- _WHAT THIS TASK INVOLVES_: Put every line of the records below into a JSON list of strings, one string per line, with blank lines and the pictures left out.

-------------------------

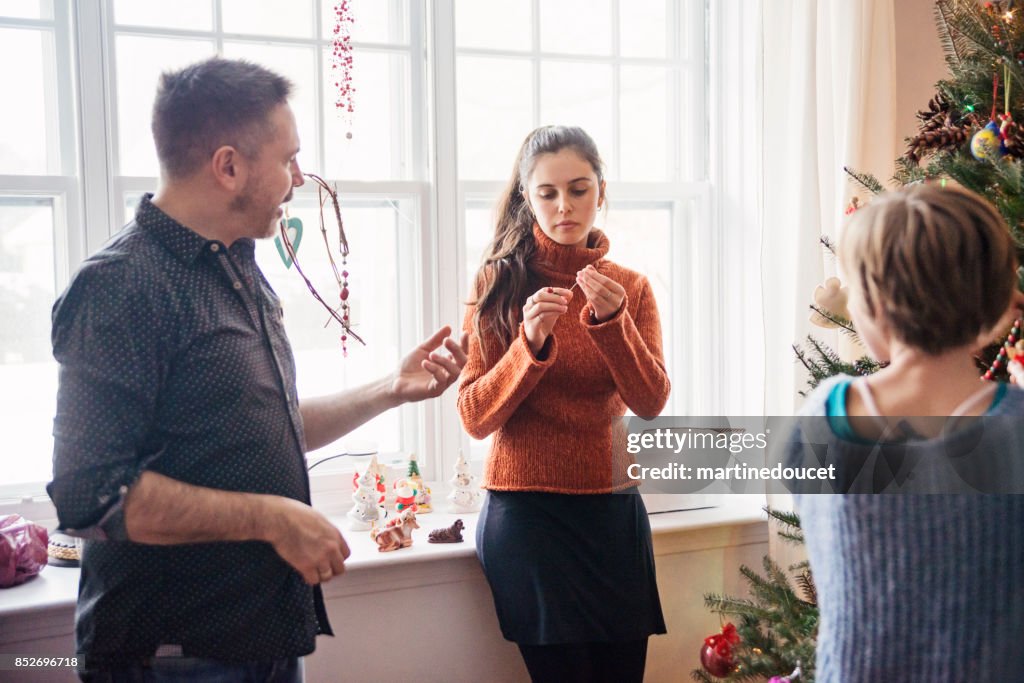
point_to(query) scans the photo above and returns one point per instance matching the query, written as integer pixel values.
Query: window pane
(576, 27)
(28, 130)
(502, 25)
(268, 17)
(479, 230)
(643, 124)
(642, 28)
(374, 230)
(579, 94)
(195, 14)
(495, 115)
(376, 20)
(27, 291)
(27, 9)
(379, 148)
(139, 62)
(298, 65)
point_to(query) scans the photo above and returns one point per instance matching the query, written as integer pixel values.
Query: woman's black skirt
(567, 568)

-------------------------

- _REPLY_:
[
  "point_to(query) scans the photo above and returns one point per instance matching the query, written as integer pixel values.",
  "Query: window pane",
  "(576, 27)",
  "(28, 130)",
  "(502, 25)",
  "(268, 17)",
  "(479, 230)",
  "(643, 124)",
  "(642, 28)",
  "(374, 230)",
  "(579, 94)",
  "(195, 14)",
  "(495, 115)",
  "(376, 20)",
  "(27, 291)",
  "(27, 9)",
  "(379, 148)",
  "(139, 62)",
  "(298, 65)",
  "point_to(query) scans the photo above and returns one point per instance matching the query, written as integer pixel values.",
  "Query: woman's black skirt",
  "(567, 568)"
]